== Text under study ==

Check the People’s Assembly website out and register for the event on 22nd June if you’re in London.
As a final word, my Dad showed me this speech a few weeks ago, made by Neil Kinnock in 1983, two days before polling day. Prophetic in so many ways, it could have been written yesterday:
“If Margaret Thatcher is re-elected as prime minister on Thursday, I warn you. I warn you that you will have pain – when healing and relief depend upon payment. I warn you that you will have ignorance – when talents are untended and wits are wasted, when learning is a privilege and not a right. I warn you that you will have poverty – when pensions slip and benefits are whittled away by a government that won’t pay in an economy that can’t pay. I warn you that you will be cold – when fuel charges are used as a tax system that the rich don’t notice and the poor can’t afford.
I warn you that you must not expect work – when many cannot spend, more will not be able to earn. When they don’t earn, they don’t spend. When they don’t spend, work dies. I warn you not to go into the streets alone after dark or into the streets in large crowds of protest in the light. I warn you that you will be quiet – when the curfew of fear and the gibbet of unemployment make you obedient. I warn you that you will have defence of a sort – with a risk and at a price that passes all understanding. I warn you that you will be home-bound – when fares and transport bills kill leisure and lock you up. I warn you that you will borrow less – when credit, loans, mortgages and easy payments are refused to people on your melting income.
If Margaret Thatcher wins on Thursday, I warn you not to be ordinary. I warn you not to be young. I warn you not to fall ill. I warn you not to get old.”
(Speech in Bridgend, Glamorgan, on Tuesday 7 June 1983. Thursday 9 June 1983 was polling day in the general election.)

===
== Data provided ==

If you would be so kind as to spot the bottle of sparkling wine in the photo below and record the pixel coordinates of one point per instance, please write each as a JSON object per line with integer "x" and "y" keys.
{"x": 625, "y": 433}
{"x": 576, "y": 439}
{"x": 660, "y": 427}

===

= Task item =
Answer from the text about the 1983 Neil Kinnock speech:
1. What date is given for the People's Assembly event?
2. In what town was the speech made?
3. On what date was polling day?

= Answer for the task =
1. 22nd June
2. Bridgend, Glamorgan
3. Thursday 9 June 1983